#### Brano estratto
╔══

“Una specie di confraternita, della quale nessuno vuole essere il leader perché nessuno vuole averne uno”. E’ la risposta che il ministro degli Esteri indiano Subrahmanyam Jaishankar diede qualche mese fa, quando gli chiesi una definizione del Global South. In effetti è difficile essere più precisi su un ipotetico fronte che parte dal Brasile, attraversa una buona parte dell’Africa, del Golfo Persico, dell’Asia meridionale fino al Pacifico.
Ne fanno parte paesi fra i più ricchi e scarsamente popolati ed economie a medio-basso reddito dalla demografia esplosiva. Non c’è un fronte né un’ideologia che li unisca. Nemmeno i Brics al quale molti aderiscono, ne chiarisce la posizione: la gran parte di loro ha obiettivi diversi da Russia e Cina, promotori dei Brics. Molti hanno stretti rapporti con gli Stati Uniti. Come l’Egitto che è il principale beneficiario dell’aiuto militare americano dopo Ucraina e Israele.
In generale il Sud globale vuole riformare, non sostituire il sistema internazionale. “Le regole disegnate nel 1945 sono obsolete”, dice l’ex presidente boliviano Quiroga Jorge. “Non mi va più bene che il presidente della Banca Mondiale sia americano ed europeo quello del Fondo Monetario Internazionale”.

╚══

#### Materiale fornito
╔══

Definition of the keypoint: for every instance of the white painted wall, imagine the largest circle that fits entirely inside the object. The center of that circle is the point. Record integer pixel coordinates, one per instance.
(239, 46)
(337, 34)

╚══

#### Consegna 1
Quale paese viene indicato, nel testo sul Sud globale, come principale beneficiario dell'aiuto militare americano dopo Ucraina e Israele?
#### Consegna 2
Riprendi il testo sul Sud globale dal punto in cui si interrompe.

#### Risposta attesa 1
L'Egitto.

#### Risposta attesa 2
Scrivendo dei paesi emergenti sulla rivista Foreign Affairs, il cancelliere tedesco Olaf Scholz aveva affermato che “il mondo è di fronte a uno Zeitenwende, un mutamento tettonico epocale”. Il G20 presieduto l’anno scorso dall’India non aveva offerto grandi risultati. Tuttavia ha dovuto riconoscere che oggi il mondo è diviso in tre grandi sovrastrutture geopolitiche: il G7, cioè l’Occidente; l’alleanza d’interessi di Cina e Russia; e il Global South.
Quando fu convocata la Conferenza di Berlino del 1884, l’80% dell’Africa era libero. Trent’anni più tardi il 90 sarebbe stato conquistato da sette potenze coloniali europee, fra cui l’Italia. Sashi Tharoor, braccio destro all’Onu di Kofi Annan e ora deputato del Congress, ricorda che all’inizio del XVIII secolo l’India garantiva il 23% dell’economia mondiale. Nel 1947, quando il Regno Unito se ne andò, il 3.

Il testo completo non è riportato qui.